In recent operational years, frequent economizer leakages have led to forced shutdowns, disrupting power generation, heat supply, and steam supply tasks. The prolonged start-stop cycles result in increased operational costs and pose a threat to the overall service life of the boiler equipment. Therefore, it is imperative to implement measures to safeguard the economizer during operation, minimizing leaks, and reducing the occurrences of furnace shutdowns, thereby significantly impacting operational efficiency.

Analysis of the Causes of Economizer Leakage

The occurrence of coal furnace economizer leakage can be attributed to fly ash abrasion, tube corrosion, low-temperature corrosion, and over-temperature burst tube. Fly ash abrasion results from the impact and cutting of pipe walls by particles carried in the flue gas. Tube corrosion is caused by an excess of oxygen content in the water, along with heat-induced precipitation of dissolved oxygen. Low-temperature corrosion is associated with the reaction of sulfur oxides, nitrogen oxides, and water vapor in the flue gas, leading to acid corrosion. Over-temperature burst tubes result from localized overheating and inadequate cooling.

In recent years at Hongwei Thermal Power Plant, coal economizer leakage incidents have predominantly occurred in the serpentine tube rows near the back wall and both sides of the furnace wall. These areas are particularly susceptible to wear. Leakage in the serpentine tube rows near the back wall is attributed to the flue gas re-entering the shaft flue before making a 90° turn in the horizontal flue. Under the influence of centrifugal force, a substantial amount of ash particles accumulates on the shaft flue wall, causing increased wear on the serpentine tube rows near the back wall and subsequent leakage. The gap between the elbow of the economizer pipe and the walls on both sides of the shaft flue forms a flue gas corridor with less resistance, resulting in higher flue gas flow rates and more severe wear. Therefore, the key challenge in preventing economizer leakage at our plant is minimizing flue gas wear on the economizer.

Wear Mechanism

The wear on the economizer’s heated surface is driven by the impact of fly ash particles carried by the flue gas. These particles, possessing a certain speed and power, strike the pipe wall, causing varying degrees of damage with each impact. The collision results in the removal of extremely small metal chips from the pipe wall. Through continuous impacts, the fly ash gradually thins the pipe wall, leading to abrasion. There are two distinct types of wear based on the direction of movement of the ash particles and the angle at which they impact the surface.

When ash particles impact the furnace tube at close to a 90° angle, a plastic deformation layer forms on the tube surface. This deformation layer undergoes repeated impacts from the ash particles, resulting in impact wear. In cases of oblique impact, the impact force can be divided into normal force and tangential force components. The normal force causes impact wear, while the loss of tangential force leads to cutting wear. Downstream impact causes scouring wear. Understanding these wear mechanisms is essential for addressing the challenges of economizer wear and devising effective preventive measures.

###

• **SET TASK A**
Answer these questions from the economizer passage:
(i) What does the passage say causes tube corrosion?
(ii) At Hongwei Thermal Power Plant, where have most of the coal economizer leakage incidents happened?
(iii) What forms on the tube surface when ash particles hit the furnace tube at close to a 90° angle?
The economizer passage and the listing are not related to each other.

• **RECORD EXTRACTS**
###

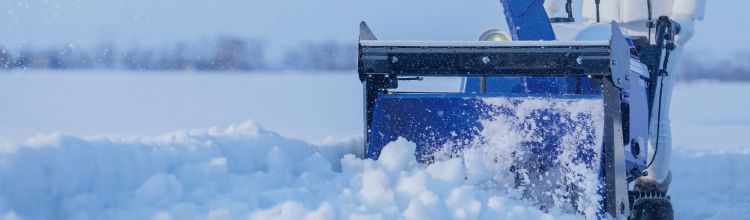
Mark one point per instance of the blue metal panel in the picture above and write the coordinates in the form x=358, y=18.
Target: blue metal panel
x=527, y=20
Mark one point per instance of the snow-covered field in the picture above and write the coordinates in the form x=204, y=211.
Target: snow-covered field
x=288, y=146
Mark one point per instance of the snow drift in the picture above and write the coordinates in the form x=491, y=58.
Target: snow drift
x=238, y=173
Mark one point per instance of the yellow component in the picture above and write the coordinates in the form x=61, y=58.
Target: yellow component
x=494, y=34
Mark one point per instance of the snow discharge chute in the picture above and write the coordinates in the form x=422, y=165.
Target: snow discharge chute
x=565, y=123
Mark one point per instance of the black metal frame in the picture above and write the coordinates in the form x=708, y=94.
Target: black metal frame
x=382, y=63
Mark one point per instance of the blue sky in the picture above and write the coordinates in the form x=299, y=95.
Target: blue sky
x=151, y=23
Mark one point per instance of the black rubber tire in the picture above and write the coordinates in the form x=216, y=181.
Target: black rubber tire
x=652, y=209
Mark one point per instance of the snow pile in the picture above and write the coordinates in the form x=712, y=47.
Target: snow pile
x=243, y=172
x=544, y=150
x=566, y=176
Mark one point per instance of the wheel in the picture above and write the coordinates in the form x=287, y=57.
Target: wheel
x=652, y=208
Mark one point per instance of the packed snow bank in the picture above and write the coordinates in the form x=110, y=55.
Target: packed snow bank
x=239, y=173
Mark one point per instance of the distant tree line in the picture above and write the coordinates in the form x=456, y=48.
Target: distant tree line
x=696, y=66
x=225, y=54
x=236, y=54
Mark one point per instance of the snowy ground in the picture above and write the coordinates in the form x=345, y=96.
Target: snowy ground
x=180, y=146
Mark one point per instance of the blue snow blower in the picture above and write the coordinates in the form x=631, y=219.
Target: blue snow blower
x=565, y=109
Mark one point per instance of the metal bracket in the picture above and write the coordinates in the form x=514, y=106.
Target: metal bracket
x=619, y=58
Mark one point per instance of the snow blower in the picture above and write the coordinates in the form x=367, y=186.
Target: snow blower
x=563, y=122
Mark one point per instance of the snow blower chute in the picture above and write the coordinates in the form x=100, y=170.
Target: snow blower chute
x=567, y=121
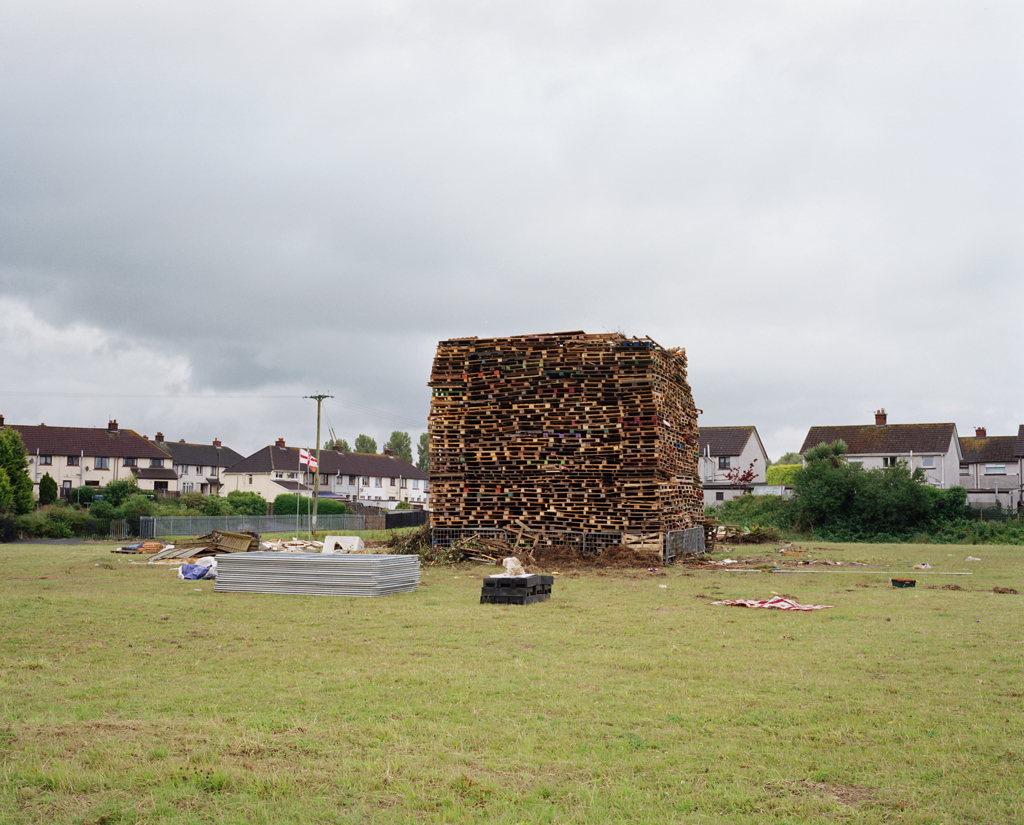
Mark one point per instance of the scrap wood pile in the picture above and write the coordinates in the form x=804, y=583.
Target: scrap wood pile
x=737, y=534
x=213, y=544
x=537, y=552
x=566, y=431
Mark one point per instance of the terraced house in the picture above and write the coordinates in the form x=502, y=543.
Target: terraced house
x=378, y=480
x=935, y=448
x=992, y=468
x=86, y=457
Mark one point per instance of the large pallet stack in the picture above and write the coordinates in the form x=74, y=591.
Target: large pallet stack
x=564, y=432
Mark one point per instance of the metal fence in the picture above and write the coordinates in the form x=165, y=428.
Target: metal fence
x=154, y=526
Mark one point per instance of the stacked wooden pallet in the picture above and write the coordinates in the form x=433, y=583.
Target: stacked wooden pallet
x=566, y=431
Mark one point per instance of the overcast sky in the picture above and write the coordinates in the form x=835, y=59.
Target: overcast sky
x=209, y=210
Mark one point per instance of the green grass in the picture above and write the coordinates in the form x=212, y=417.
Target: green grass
x=130, y=696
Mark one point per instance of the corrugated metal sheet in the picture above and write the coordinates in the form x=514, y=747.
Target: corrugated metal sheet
x=317, y=574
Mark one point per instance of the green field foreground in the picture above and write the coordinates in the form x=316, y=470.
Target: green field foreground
x=130, y=696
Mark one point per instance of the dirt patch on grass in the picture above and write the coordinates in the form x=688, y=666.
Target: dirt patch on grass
x=845, y=794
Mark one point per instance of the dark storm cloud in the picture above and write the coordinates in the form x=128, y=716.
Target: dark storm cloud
x=280, y=199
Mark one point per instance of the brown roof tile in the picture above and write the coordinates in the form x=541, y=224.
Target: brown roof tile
x=88, y=440
x=893, y=439
x=723, y=440
x=997, y=448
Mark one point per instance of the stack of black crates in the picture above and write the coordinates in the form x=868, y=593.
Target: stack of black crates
x=516, y=590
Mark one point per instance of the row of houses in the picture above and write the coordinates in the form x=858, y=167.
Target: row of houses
x=84, y=457
x=990, y=468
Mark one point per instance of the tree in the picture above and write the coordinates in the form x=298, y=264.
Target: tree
x=364, y=443
x=47, y=490
x=401, y=445
x=737, y=477
x=423, y=452
x=14, y=461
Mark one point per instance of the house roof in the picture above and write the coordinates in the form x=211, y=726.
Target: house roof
x=200, y=454
x=155, y=473
x=93, y=441
x=892, y=439
x=998, y=448
x=273, y=458
x=723, y=440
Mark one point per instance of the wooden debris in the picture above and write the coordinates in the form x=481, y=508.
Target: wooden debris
x=562, y=432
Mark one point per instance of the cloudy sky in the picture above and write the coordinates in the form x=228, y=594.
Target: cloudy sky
x=209, y=210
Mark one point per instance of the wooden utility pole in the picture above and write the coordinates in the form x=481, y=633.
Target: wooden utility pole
x=320, y=400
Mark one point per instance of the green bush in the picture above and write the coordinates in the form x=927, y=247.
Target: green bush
x=247, y=504
x=782, y=473
x=47, y=490
x=285, y=505
x=117, y=492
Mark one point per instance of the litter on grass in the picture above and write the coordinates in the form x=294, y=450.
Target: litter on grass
x=776, y=602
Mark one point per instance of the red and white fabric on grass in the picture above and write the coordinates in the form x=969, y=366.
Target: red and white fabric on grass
x=776, y=602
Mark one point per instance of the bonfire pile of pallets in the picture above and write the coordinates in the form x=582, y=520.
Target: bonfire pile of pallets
x=566, y=431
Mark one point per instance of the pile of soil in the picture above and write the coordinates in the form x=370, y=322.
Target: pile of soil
x=616, y=557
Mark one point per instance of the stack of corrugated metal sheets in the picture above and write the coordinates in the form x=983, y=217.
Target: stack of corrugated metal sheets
x=317, y=574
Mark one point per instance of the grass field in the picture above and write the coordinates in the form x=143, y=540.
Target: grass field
x=130, y=696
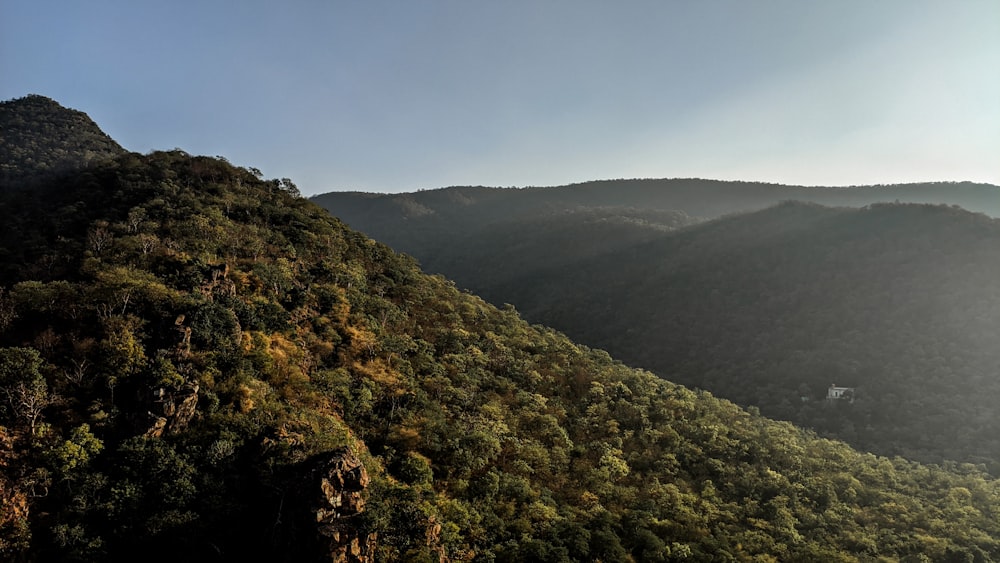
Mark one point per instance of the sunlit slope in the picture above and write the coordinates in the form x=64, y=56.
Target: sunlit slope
x=161, y=278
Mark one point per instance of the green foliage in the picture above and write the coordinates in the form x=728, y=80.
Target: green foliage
x=283, y=335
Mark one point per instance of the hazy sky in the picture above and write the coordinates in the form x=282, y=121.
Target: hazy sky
x=404, y=95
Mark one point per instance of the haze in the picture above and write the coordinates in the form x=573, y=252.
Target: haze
x=399, y=96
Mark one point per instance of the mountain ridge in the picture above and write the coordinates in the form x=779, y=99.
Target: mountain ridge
x=219, y=370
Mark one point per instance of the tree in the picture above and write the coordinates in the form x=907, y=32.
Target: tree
x=23, y=386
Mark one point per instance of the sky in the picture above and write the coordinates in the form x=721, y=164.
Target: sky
x=395, y=96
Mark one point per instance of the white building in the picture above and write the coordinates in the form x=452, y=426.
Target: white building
x=835, y=392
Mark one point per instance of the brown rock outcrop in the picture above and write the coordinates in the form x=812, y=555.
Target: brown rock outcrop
x=172, y=410
x=338, y=482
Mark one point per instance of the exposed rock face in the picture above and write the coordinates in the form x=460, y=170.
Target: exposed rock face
x=338, y=482
x=172, y=410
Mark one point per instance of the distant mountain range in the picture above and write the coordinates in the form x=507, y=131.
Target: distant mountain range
x=41, y=139
x=196, y=364
x=766, y=308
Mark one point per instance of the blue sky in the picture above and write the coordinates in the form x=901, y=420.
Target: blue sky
x=401, y=95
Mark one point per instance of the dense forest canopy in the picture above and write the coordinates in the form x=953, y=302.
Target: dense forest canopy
x=197, y=364
x=40, y=139
x=768, y=308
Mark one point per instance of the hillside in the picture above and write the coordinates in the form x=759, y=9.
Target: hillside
x=198, y=365
x=426, y=224
x=770, y=308
x=41, y=139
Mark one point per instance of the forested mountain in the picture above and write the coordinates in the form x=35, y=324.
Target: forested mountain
x=197, y=365
x=427, y=224
x=41, y=139
x=771, y=308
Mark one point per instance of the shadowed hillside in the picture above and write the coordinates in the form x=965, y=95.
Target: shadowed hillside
x=197, y=365
x=39, y=138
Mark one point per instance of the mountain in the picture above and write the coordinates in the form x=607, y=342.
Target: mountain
x=38, y=137
x=197, y=365
x=426, y=224
x=770, y=308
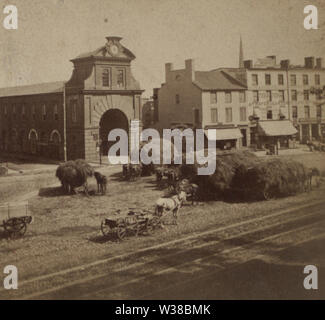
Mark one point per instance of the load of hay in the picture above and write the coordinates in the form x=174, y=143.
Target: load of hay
x=74, y=174
x=242, y=175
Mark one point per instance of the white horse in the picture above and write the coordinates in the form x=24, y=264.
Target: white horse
x=172, y=204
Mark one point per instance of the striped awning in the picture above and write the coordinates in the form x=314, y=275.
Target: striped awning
x=277, y=128
x=223, y=134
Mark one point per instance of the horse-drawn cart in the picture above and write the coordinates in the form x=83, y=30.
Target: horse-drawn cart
x=130, y=223
x=14, y=218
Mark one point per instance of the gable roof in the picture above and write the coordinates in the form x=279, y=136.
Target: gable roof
x=102, y=52
x=217, y=80
x=40, y=88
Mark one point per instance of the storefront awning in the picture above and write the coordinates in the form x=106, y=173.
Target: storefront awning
x=277, y=128
x=223, y=134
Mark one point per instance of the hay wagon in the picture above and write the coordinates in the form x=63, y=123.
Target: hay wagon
x=130, y=223
x=15, y=218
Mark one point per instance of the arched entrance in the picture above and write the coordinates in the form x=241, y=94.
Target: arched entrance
x=111, y=119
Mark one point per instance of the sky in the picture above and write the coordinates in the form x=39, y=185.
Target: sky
x=52, y=32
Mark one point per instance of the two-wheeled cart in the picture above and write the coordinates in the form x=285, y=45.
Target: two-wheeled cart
x=130, y=223
x=14, y=218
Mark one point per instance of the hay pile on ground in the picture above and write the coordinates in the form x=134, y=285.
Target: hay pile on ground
x=3, y=171
x=74, y=174
x=242, y=175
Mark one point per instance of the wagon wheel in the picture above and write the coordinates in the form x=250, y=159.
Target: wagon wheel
x=153, y=224
x=121, y=231
x=16, y=227
x=106, y=229
x=268, y=194
x=135, y=228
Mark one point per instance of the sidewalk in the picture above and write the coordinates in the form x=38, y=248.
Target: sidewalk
x=300, y=149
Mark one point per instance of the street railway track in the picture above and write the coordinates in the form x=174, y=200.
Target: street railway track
x=191, y=248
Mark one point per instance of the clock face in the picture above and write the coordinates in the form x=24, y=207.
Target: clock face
x=114, y=49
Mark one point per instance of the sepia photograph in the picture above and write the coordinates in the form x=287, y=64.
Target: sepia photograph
x=162, y=150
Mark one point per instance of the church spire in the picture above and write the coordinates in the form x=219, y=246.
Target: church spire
x=241, y=54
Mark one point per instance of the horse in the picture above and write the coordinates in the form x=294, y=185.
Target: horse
x=191, y=189
x=101, y=182
x=172, y=204
x=312, y=172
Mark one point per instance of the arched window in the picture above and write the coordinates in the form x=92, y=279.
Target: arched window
x=55, y=137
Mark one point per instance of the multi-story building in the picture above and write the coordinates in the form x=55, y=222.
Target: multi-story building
x=284, y=92
x=72, y=120
x=259, y=104
x=203, y=99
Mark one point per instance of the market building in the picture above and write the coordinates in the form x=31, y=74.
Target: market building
x=70, y=120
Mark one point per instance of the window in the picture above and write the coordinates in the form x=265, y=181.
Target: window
x=228, y=114
x=243, y=116
x=281, y=95
x=213, y=97
x=305, y=79
x=254, y=79
x=74, y=110
x=14, y=111
x=44, y=112
x=214, y=115
x=294, y=112
x=120, y=78
x=307, y=112
x=228, y=97
x=106, y=78
x=33, y=112
x=55, y=112
x=196, y=116
x=267, y=79
x=306, y=95
x=242, y=96
x=255, y=96
x=23, y=112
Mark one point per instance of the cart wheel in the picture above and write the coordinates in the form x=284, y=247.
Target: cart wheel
x=16, y=227
x=121, y=231
x=135, y=229
x=106, y=229
x=268, y=194
x=153, y=224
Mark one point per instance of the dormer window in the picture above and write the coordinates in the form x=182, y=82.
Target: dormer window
x=106, y=77
x=120, y=78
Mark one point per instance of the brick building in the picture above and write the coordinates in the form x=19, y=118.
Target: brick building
x=203, y=99
x=72, y=120
x=255, y=104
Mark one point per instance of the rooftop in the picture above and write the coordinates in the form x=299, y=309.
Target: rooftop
x=40, y=88
x=217, y=80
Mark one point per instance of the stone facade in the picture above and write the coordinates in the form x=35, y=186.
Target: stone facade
x=101, y=86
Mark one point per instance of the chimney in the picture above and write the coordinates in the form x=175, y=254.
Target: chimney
x=273, y=58
x=309, y=62
x=168, y=69
x=248, y=64
x=190, y=69
x=284, y=64
x=319, y=63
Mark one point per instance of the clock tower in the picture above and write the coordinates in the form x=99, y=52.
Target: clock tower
x=104, y=93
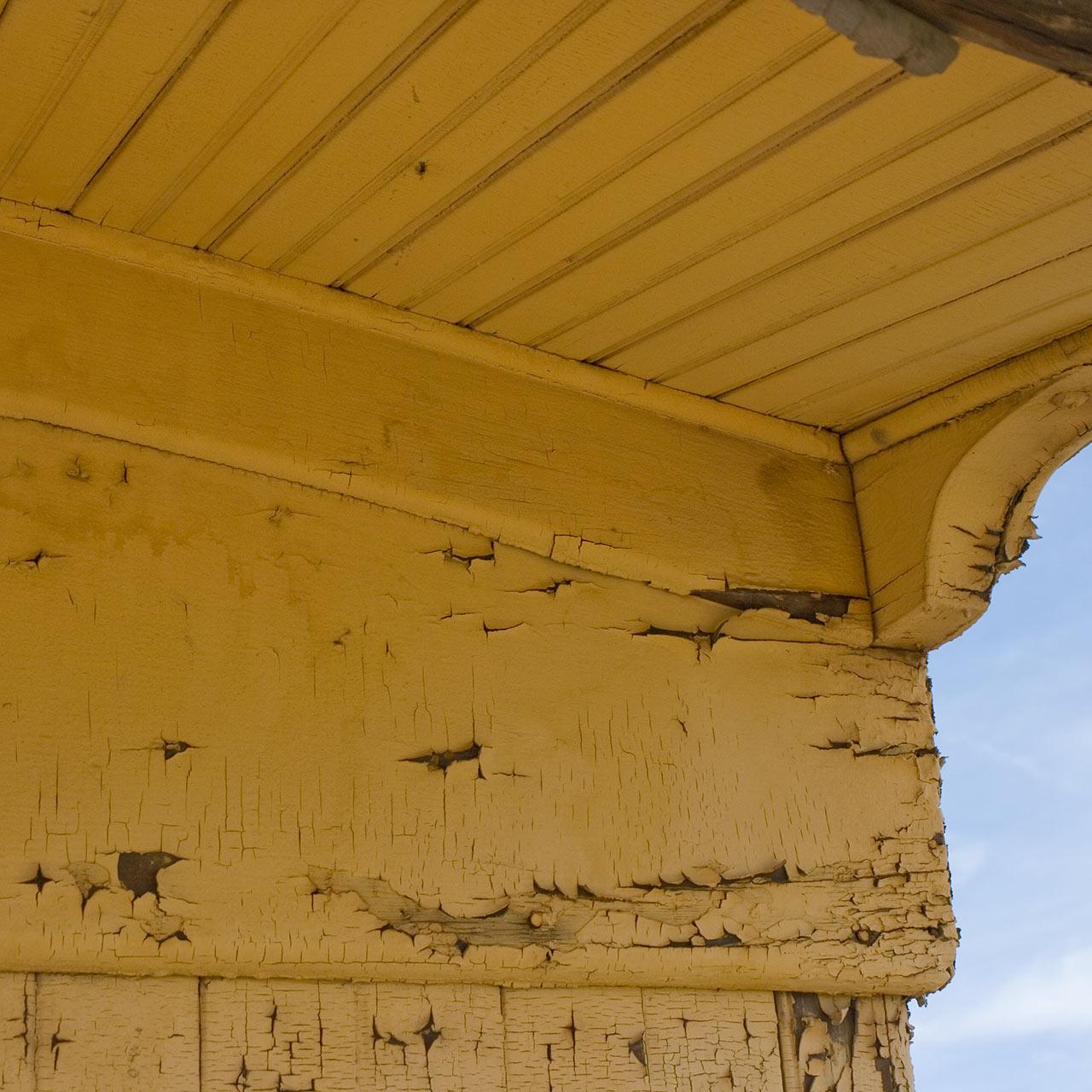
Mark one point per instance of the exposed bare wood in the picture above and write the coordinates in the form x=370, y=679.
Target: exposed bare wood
x=1055, y=33
x=843, y=1044
x=514, y=770
x=884, y=28
x=118, y=1033
x=947, y=488
x=314, y=386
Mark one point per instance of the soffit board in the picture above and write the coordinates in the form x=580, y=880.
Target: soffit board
x=722, y=197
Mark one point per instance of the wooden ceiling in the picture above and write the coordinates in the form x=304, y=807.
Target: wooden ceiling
x=721, y=197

###

• **SET TASK B**
Pull out the lines of the listing word for word, starting with its first line and going on through the line with "x=151, y=23". Include both of those lines, and leave out the pictures.

• **EXPECTED OUTPUT A**
(i) Too much oxygen in the water, along with heat-induced precipitation of dissolved oxygen.
(ii) In the serpentine tube rows near the back wall and on both sides of the furnace wall.
(iii) A plastic deformation layer.

• **EXPECTED OUTPUT B**
Mark one point per instance of the blue metal panel in the picture above and write the coordinates in the form x=358, y=18.
Target: blue metal panel
x=527, y=20
Mark one point per instance of the snow-covered field in the picture above and write the coordinates in the form x=204, y=211.
Target: snow-covered field
x=288, y=146
Mark one point per instance of the snow drift in the picture above and write the coordinates in the form x=491, y=58.
Target: snow drift
x=238, y=173
Mark one point per instance of the yellow component in the picture above and write the coordinates in the form x=61, y=58.
Target: yellow component
x=494, y=34
Mark one point per instance of the snow discharge chute in the picture above and write the coordinates in the form x=422, y=165.
Target: snow discharge chute
x=565, y=123
Mark one point per instance of the black metal frame in the picture above and write the coordinates in the form x=708, y=94.
Target: black metal frame
x=382, y=63
Mark one point per instance of the blue sky in the picture above and write the coordinates in the form x=299, y=95.
Target: blue sky
x=151, y=23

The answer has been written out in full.